MATERIALS PROVIDED ::
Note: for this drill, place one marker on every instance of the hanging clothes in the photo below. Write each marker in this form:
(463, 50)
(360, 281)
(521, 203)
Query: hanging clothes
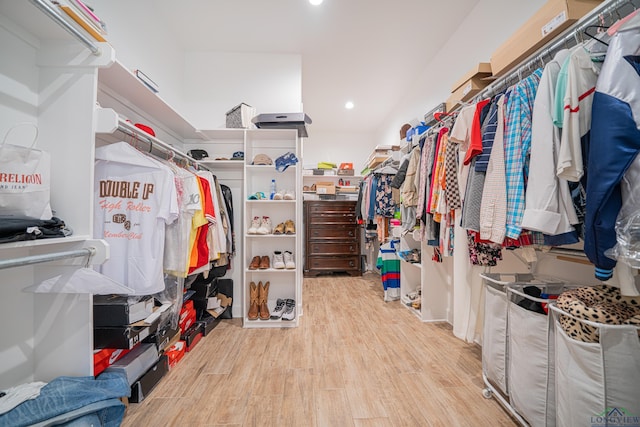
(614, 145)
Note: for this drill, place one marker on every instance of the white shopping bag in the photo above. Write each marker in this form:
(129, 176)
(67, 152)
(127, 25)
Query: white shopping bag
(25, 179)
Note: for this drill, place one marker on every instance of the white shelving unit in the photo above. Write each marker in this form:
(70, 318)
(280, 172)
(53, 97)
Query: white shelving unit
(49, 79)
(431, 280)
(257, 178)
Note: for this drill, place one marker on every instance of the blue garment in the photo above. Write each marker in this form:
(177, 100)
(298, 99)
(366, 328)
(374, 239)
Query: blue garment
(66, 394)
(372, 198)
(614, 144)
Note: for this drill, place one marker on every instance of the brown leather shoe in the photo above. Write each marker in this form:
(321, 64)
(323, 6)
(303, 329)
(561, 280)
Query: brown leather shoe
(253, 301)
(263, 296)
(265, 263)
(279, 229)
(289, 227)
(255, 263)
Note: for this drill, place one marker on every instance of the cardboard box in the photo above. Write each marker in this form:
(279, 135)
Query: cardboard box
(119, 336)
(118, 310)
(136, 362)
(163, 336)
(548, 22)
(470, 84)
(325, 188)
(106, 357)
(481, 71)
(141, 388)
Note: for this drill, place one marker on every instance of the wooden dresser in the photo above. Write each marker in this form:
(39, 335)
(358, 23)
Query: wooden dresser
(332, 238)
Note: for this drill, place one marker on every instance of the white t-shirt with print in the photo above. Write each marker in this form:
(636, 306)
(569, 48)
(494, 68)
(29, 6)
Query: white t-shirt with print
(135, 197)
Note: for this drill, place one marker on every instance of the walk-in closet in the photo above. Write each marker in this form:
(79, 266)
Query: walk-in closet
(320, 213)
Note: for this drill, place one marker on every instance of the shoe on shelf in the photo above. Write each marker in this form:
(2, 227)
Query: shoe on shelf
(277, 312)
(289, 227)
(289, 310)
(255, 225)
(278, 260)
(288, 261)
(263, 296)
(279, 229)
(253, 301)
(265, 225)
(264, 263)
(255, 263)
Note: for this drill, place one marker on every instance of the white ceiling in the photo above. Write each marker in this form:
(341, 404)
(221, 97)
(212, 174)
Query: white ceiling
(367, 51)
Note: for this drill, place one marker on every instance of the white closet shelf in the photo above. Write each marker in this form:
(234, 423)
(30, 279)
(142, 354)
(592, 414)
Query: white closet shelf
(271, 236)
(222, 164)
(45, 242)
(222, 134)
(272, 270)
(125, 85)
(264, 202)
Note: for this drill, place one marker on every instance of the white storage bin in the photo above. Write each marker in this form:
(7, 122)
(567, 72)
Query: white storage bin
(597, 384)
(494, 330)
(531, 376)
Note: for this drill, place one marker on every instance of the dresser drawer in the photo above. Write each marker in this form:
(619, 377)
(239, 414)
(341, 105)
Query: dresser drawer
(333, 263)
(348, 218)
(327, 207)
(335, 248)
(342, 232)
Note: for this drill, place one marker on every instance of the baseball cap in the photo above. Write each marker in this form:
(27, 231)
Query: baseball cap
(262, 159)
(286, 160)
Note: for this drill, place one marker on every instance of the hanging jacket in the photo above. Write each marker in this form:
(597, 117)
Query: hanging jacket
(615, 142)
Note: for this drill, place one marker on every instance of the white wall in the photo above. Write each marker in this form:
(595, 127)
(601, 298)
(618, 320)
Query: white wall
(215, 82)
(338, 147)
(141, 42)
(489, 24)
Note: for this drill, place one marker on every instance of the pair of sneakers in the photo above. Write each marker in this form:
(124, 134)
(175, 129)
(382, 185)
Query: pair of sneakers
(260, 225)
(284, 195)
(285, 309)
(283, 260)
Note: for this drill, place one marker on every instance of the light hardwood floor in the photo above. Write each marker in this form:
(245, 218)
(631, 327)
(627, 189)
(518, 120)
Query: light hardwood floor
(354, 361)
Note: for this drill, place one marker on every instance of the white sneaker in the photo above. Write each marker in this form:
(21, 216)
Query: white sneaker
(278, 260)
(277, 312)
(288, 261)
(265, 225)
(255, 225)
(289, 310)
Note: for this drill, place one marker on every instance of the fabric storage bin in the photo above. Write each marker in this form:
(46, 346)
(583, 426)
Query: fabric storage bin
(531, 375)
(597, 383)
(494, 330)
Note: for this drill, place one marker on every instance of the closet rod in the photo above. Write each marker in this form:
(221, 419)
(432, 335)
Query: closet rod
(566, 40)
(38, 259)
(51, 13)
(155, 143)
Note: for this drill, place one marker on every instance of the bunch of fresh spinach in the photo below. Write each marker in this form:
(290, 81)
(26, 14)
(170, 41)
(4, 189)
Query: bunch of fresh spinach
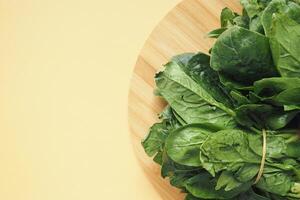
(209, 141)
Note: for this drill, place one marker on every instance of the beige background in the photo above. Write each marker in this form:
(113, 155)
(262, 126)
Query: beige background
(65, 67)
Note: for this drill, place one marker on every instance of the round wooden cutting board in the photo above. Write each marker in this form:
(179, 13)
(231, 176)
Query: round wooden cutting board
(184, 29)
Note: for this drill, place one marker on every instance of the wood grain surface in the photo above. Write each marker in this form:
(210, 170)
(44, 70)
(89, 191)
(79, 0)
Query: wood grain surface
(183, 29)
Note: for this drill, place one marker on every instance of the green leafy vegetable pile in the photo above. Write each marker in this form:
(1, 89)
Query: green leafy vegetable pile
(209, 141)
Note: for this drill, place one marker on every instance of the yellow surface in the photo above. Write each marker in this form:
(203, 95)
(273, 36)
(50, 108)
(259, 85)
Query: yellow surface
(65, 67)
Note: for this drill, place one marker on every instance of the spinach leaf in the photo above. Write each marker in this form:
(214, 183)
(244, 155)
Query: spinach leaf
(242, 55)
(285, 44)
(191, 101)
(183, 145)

WHAT YOU WILL DO :: Look above for the line containing "of the fabric"; output that line and all lines after it through the last one exactly, without the pictures.

TASK ANSWER ::
Note: for this drill, place one marker on every instance of the fabric storage bin in the photo above. Write each marker in this form:
(46, 346)
(583, 426)
Query: fabric storage bin
(531, 375)
(597, 383)
(494, 330)
Note: for this drill, place one marker on every instance of the closet rod in the photo above. Write each marker in this form:
(221, 419)
(432, 335)
Query: closet rod
(566, 40)
(38, 259)
(51, 13)
(155, 143)
Note: for this drill, place one marker on every instance of the bunch of fresh spinach in the photo below. Write each marker in this form:
(290, 81)
(26, 14)
(170, 41)
(4, 189)
Query: bunch of fresh spinach
(209, 141)
Note: for this drill, place one marker on every instance of the beige background in the photo above. Write each marker in this form:
(113, 155)
(262, 126)
Query: beige background
(65, 67)
Note: for this drill, place one marker on every instance of the round wooden cutting board in the photo above. Write each marker in this form:
(179, 13)
(231, 176)
Query: round wooden cutting board
(184, 29)
Note: for this drill, place one marker on every instance of the wood grain surface in the photo above. Write each marker in this form:
(210, 170)
(44, 70)
(89, 191)
(79, 0)
Query: wood grain surface
(183, 29)
Note: for this drill, place one marker on every instance of the green leafy vegetable pile in the photo above. Write each marker in this form:
(1, 89)
Query: green leafy vegetable pile
(209, 141)
Note: for this drill, place one marker on every instance of the yellow surface in the photo above. Write each marker in this form:
(203, 95)
(273, 36)
(50, 108)
(259, 85)
Query: yellow surface
(65, 67)
Note: for this drill, place one marker on every instance of the spinach leaf in the photo above. Write each marker in this form:
(214, 183)
(244, 155)
Query: spinach leaf
(242, 55)
(285, 44)
(191, 101)
(183, 145)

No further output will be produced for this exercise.